=== Extracted text ===
Gingrich’s charges will be amplified in South Carolina, the next primary state, with a 30-minute, independently produced television advertisement bought by a political action committee run by his former aides called “Winning Our Future” and funded by his supporters, according to Rick Tyler, a senior adviser to the PAC and former Gingrich campaign spokesman. The trailer for the ad posted on a website calls Romney a “corporate raider” and says he’s akin to others on Wall Street who are motivated primarily by greed.
The Gingrich attack, which was echoed during the weekend by other Republican presidential hopefuls, marks the first time the field of a half-dozen candidates has taken aim at the presumed front-runner on this issue. Romney, who ran unsuccessfully for the nomination in 2008, won the Jan. 3 Iowa caucuses by eight votes and is the favorite to win the New Hampshire primary.
===
**Short exercise A**.
In the news excerpt on Gingrich and Romney, by how many votes did Romney win the Jan. 3 Iowa caucuses?
**Short exercise B**.
Please resume the news excerpt on Gingrich and Romney, picking up after its final sentence.
=== Stored data ===
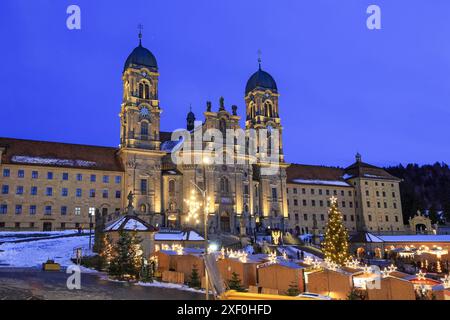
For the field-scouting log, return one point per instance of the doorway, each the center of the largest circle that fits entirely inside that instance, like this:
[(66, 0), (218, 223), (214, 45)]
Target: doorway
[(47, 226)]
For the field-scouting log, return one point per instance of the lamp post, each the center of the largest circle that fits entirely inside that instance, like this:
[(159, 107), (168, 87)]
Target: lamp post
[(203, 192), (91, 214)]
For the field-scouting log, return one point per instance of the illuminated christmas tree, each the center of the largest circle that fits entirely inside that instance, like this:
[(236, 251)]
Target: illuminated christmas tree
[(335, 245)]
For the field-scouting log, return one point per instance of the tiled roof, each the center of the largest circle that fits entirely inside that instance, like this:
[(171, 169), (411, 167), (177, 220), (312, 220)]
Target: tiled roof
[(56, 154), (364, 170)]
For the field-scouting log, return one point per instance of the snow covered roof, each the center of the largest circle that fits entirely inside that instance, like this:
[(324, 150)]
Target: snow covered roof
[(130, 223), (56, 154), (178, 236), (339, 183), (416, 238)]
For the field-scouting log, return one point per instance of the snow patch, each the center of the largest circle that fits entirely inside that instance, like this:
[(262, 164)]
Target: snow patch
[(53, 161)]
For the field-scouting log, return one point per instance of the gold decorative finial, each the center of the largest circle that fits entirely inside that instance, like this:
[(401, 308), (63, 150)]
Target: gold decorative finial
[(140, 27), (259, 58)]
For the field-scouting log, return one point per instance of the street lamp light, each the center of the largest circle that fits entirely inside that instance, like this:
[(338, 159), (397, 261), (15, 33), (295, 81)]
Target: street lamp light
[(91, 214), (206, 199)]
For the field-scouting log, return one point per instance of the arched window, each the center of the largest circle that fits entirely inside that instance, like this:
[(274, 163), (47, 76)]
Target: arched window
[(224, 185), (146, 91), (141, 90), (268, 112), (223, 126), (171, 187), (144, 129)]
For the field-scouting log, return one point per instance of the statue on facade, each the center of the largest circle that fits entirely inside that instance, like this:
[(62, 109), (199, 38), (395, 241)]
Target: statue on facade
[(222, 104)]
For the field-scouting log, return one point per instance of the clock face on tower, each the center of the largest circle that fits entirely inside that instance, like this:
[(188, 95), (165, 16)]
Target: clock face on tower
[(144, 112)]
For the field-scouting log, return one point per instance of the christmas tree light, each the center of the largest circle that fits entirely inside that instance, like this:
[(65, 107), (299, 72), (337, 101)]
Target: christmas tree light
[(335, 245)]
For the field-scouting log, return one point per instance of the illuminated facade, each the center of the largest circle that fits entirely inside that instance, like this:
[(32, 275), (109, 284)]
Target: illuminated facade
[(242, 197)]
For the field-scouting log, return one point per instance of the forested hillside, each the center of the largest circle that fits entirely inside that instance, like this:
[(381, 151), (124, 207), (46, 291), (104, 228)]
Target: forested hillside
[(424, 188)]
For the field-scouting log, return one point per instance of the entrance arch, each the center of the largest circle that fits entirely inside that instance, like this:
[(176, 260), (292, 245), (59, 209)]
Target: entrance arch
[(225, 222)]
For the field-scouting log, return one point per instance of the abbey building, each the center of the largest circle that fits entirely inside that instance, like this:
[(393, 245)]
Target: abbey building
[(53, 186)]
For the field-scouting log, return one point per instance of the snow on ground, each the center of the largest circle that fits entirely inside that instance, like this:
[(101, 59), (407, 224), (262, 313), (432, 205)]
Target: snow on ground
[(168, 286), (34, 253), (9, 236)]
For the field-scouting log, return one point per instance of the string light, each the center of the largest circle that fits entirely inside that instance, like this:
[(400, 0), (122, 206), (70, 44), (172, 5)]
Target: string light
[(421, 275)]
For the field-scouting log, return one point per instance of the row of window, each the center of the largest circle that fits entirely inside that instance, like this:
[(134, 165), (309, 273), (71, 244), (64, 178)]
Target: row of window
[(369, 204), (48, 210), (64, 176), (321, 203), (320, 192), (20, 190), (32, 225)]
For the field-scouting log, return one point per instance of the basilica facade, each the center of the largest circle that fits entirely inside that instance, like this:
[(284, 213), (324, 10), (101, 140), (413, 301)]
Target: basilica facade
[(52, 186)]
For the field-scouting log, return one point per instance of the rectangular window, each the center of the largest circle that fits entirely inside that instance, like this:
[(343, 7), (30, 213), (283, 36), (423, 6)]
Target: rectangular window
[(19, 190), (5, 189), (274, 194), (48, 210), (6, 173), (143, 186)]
===
=== Stored data ===
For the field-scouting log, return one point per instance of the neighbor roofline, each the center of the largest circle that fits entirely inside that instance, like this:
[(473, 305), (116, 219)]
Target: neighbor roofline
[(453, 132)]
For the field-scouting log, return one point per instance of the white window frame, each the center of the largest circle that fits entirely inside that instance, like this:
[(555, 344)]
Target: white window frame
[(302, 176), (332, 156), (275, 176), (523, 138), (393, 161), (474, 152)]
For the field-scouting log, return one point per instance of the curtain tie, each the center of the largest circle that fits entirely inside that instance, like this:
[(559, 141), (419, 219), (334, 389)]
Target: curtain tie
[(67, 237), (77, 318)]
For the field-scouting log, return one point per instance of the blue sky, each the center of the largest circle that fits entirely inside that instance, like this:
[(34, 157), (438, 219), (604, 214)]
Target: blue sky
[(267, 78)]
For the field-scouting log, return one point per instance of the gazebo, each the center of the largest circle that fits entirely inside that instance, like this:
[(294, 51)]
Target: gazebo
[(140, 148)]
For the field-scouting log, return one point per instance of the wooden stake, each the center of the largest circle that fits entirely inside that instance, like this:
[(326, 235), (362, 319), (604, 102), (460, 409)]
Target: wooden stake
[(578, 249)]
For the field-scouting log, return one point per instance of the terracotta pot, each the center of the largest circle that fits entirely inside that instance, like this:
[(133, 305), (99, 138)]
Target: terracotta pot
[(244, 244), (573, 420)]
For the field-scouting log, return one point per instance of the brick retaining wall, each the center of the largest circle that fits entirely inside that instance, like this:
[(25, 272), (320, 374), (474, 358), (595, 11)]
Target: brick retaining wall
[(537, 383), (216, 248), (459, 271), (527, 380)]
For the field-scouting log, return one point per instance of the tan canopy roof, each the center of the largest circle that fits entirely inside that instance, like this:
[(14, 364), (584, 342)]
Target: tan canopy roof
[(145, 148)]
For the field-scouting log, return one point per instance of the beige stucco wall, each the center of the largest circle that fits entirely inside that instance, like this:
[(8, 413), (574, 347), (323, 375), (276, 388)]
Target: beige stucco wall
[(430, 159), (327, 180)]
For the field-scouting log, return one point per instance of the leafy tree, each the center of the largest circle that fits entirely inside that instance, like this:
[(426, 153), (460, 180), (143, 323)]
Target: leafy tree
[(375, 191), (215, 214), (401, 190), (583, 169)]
===
=== Stored data ===
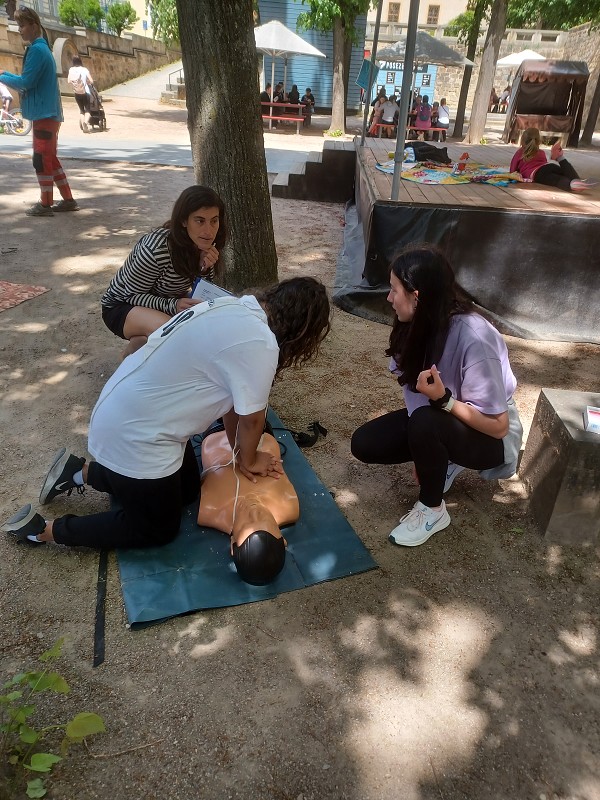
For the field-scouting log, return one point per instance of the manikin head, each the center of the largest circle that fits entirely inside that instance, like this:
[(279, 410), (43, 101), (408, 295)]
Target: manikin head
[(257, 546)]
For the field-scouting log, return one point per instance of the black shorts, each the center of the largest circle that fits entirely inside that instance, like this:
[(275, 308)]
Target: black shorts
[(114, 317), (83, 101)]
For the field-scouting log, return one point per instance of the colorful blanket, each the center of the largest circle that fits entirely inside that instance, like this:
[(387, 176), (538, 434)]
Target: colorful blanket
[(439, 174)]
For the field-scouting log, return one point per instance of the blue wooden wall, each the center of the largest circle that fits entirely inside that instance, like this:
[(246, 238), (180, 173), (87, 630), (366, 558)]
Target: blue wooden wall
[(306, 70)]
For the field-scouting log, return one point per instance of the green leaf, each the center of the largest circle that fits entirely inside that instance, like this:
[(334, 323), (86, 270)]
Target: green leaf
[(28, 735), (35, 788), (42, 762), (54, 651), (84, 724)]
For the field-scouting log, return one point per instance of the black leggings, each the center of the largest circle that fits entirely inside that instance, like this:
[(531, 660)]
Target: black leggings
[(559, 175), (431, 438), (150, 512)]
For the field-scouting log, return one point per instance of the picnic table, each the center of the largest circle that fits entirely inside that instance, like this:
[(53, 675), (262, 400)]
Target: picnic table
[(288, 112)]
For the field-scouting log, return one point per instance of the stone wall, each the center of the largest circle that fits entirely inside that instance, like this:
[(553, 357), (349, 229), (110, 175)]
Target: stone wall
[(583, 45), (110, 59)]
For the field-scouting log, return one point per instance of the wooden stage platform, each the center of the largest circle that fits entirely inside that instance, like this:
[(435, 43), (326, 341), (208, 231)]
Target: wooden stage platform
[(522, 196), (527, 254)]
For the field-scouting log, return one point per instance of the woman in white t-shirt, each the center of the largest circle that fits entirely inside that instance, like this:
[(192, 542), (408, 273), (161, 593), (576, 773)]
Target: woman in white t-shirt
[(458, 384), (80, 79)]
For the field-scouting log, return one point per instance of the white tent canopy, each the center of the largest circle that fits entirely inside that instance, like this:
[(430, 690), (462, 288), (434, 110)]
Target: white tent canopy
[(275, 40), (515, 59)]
===
**Final result A**.
Eight votes.

**Final result B**.
Gingrich is seeking to stop Romney’s momentum before the Jan. 21 South Carolina primary and the Florida contest on Jan. 31. Enhancing the Gingrich-aligned PAC’s ability to run the documentary is a $5 million donation to Winning Our Future from Sheldon Adelson, a longtime supporter of the former speaker. That contribution was confirmed yesterday, on condition of anonymity, by a person close to Adelson, chairman of Las Vegas Sands Corp.
Tyler said no date has been scheduled for when the ad will run in South Carolina.
“Mitt Romney is not a capitalist,” Tyler said. “He is a predatory corporate mugger. If you ever wonder why so many manufacturing jobs are overseas, you need to look no further than Mitt Romney. He can claim thousands of jobs created, only those jobs were created in Mexico and Southeast Asia.”
Adelson was the biggest donor to Gingrich’s former political committee, American Solutions for Winning the Future, contributing $7 million, according to the Center for Responsive Politics, a Washington-based research group. He already gave the maximum $2,500 to Gingrich’s presidential campaign.
He’s also made more than $350,000 in political donations since Jan. 1, 2007, according to the center. He was a financial backer of the last two Republican presidential nominees, George W. Bush and John McCain, and contributed to former New York Mayor Rudy Giuliani’s 2008 campaign for the White House.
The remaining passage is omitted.